REQUIRED ACTION>
In the article below on Denver's city budget, recast the paragraph beginning "Meanwhile, city employees in Denver" as a concise bulleted list that retains its main facts.

EXTRACT PROVIDED>
The author of this article is a full-time employee with the City and County of Denver and an organizer for the Party for Socialism and Liberation.
While the COVID-19 pandemic forced millions of working-class people in Denver out of work, the City and County of Denver gave Denver Police officers raises in 2022. This will account for approximately 1,450 police officers receiving pay raises. Since March, over 785,000 people have filed new unemployment claims in Colorado.
Meanwhile, city employees in Denver are receiving pay cuts. In September, Denver mayor Michael Hancock gave his 2021 City of Denver budget proposal to the city council, which included $154 million in cuts. Out of the $154 million, $12 million was to be saved through furlough days, which are excluded for uniformed officers, like sheriffs and firefighters. City employees were forced to take eight mandatory unpaid furlough days between the time the budget was passed and the end of 2020, and their pay increases are frozen “until further notice.” Additional furlough days will be mandatory in 2021.
Meanwhile, the City of Denver worked with Denver Police to grant them TWO raises in the coming years — a percent increase in 2022, and then another 1.5 percent raise seven months later.
Despite protests, falling crime, racist violence, Denver police get bulk of city budget
City council members originally turned down the proposed raises for the DPD, but voted to approve them in December. The overall budget plan for 2021 does cut the police budget by $24 million, the majority of these savings coming from a so-called “accounting shift” in how the city pays police at Denver International Airport, and some coming from decreasing new hires. But with the police budget still at $230 million and 42 percent of the overall budget — more than the next five allocations combined — there is no threat that the police will be “defunded” in Denver.
In fact, Mayor Hancock made sure to let the police know that he would continue to fork over millions in tax dollars. “So long as I am mayor, we will not defund the Denver Police Department,” he said amidst the mass protests last summer, citing spurious reports of rising crime. When proposing his budget in September, he insisted that the cuts to the police budget were not because of the mass protests.

DATA EXCERPTS>
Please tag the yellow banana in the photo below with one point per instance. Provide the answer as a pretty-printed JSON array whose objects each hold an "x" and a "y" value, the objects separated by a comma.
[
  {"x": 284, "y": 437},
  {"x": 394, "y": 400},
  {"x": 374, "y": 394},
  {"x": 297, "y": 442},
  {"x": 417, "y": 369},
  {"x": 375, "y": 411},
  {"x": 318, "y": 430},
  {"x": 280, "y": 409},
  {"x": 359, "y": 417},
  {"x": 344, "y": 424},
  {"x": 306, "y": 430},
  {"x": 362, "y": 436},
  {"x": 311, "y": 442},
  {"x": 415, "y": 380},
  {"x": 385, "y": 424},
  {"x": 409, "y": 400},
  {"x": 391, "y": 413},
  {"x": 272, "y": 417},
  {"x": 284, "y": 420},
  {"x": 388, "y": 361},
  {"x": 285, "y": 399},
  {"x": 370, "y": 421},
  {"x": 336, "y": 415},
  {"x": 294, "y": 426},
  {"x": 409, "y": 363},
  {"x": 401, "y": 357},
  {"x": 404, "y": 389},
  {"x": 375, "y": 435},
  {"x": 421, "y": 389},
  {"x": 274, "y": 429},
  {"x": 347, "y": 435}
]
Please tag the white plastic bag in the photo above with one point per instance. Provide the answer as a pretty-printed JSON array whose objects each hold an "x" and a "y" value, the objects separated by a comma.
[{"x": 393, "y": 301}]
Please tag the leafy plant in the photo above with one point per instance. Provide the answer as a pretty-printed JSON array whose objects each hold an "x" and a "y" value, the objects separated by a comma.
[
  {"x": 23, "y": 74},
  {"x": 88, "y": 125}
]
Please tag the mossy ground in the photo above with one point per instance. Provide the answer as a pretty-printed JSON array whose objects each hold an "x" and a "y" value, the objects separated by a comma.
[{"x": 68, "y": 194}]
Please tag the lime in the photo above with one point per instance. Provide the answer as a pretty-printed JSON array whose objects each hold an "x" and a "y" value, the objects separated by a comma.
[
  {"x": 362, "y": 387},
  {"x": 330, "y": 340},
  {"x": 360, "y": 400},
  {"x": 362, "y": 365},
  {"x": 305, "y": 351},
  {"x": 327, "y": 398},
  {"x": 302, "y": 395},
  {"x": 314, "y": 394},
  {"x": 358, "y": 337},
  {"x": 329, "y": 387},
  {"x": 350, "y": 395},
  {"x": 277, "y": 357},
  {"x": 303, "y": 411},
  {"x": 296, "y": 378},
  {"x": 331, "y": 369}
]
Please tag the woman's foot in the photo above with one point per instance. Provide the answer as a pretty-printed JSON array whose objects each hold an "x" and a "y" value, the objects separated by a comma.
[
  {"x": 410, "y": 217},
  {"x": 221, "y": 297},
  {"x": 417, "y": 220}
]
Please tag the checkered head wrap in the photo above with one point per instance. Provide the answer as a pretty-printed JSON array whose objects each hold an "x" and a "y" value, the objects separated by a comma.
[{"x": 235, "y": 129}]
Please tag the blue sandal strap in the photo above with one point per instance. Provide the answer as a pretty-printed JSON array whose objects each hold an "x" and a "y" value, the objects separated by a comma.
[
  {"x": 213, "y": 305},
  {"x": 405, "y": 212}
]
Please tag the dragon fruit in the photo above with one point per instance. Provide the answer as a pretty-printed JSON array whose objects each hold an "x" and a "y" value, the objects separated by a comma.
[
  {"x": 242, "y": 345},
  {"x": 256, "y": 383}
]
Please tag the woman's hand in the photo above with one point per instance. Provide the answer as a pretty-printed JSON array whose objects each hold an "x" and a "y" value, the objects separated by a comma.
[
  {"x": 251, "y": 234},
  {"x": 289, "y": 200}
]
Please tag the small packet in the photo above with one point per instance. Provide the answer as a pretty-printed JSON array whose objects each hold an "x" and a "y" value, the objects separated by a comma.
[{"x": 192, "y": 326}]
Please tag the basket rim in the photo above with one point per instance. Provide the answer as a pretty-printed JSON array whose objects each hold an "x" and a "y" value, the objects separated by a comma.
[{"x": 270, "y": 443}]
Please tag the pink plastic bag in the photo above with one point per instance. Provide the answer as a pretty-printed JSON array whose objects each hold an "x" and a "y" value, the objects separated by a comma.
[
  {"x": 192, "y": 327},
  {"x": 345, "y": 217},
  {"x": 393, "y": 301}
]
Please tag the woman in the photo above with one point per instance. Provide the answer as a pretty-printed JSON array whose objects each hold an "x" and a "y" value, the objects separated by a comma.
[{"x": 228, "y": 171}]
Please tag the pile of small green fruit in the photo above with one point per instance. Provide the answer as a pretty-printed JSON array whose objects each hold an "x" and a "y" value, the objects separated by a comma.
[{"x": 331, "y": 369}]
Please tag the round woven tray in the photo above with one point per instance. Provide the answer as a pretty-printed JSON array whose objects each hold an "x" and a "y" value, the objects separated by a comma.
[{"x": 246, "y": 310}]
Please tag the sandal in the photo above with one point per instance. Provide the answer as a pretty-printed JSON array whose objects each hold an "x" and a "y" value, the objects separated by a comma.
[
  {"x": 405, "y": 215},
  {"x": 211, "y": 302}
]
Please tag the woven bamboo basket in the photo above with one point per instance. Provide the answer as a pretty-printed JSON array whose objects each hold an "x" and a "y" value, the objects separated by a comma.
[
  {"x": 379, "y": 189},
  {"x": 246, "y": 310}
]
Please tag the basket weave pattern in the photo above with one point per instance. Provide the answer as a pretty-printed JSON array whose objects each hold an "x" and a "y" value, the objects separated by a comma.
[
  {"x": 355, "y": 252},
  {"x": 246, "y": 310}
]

REPLY>
- Denver city employees are receiving pay cuts.
- In September, Mayor Michael Hancock presented his 2021 budget proposal to the city council, which included $154 million in cuts.
- Of that amount, $12 million was to be saved through furlough days, from which uniformed officers such as sheriffs and firefighters are exempt.
- City employees had to take eight mandatory unpaid furlough days between the budget's passage and the end of 2020.
- Their pay increases are frozen "until further notice."
- Further mandatory furlough days will follow in 2021.